Your assignment: Give back exactly the lines spanning from the one containing "Objective: one point per instance of the man's" to the final line of the records below, and no others.

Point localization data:
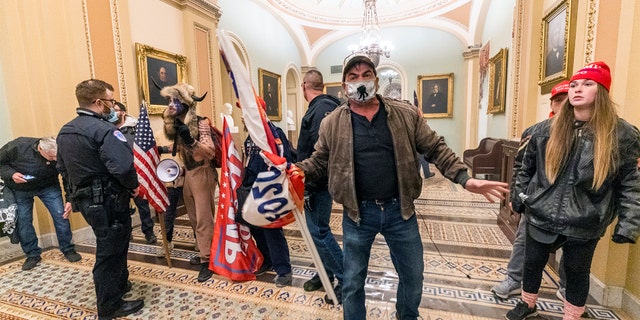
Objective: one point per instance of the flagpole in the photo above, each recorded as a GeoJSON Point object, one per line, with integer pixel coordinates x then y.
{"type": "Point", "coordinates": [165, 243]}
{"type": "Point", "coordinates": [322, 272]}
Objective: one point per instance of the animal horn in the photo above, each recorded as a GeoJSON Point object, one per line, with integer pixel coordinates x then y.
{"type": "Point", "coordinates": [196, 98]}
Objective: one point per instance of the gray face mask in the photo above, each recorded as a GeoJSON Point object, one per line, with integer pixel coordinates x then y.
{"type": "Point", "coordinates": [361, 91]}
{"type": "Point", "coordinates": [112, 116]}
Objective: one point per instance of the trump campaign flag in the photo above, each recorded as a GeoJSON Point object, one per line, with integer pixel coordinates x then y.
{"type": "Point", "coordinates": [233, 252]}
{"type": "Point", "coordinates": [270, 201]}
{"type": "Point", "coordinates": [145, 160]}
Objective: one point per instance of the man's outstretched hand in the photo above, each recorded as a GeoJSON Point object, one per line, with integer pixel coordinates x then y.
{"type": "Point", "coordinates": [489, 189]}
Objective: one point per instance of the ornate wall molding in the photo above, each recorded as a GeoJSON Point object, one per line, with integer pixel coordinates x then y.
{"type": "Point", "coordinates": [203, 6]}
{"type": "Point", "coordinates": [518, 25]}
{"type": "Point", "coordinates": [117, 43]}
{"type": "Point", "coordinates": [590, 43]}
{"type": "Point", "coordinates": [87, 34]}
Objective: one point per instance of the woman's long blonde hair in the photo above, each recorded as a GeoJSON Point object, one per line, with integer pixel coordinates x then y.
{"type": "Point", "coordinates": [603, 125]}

The completed task:
Objective: one point per instance of the man's outstretched hand in the photo above, each recorded as a GeoJSON Point object, one per line, with integer pixel coordinates x then y.
{"type": "Point", "coordinates": [489, 189]}
Objective: one point per instance of the ornate wall molding in the photo above, each recorded as a GeoJSON Point object, one per line, with integer pixel coordinates x then y.
{"type": "Point", "coordinates": [203, 6]}
{"type": "Point", "coordinates": [518, 25]}
{"type": "Point", "coordinates": [117, 43]}
{"type": "Point", "coordinates": [590, 43]}
{"type": "Point", "coordinates": [87, 34]}
Objective: one point per instance of the woman's long blonde hair in the photo above, each recorded as a GeoJSON Point object, one per line, with integer pixel coordinates x then y.
{"type": "Point", "coordinates": [603, 125]}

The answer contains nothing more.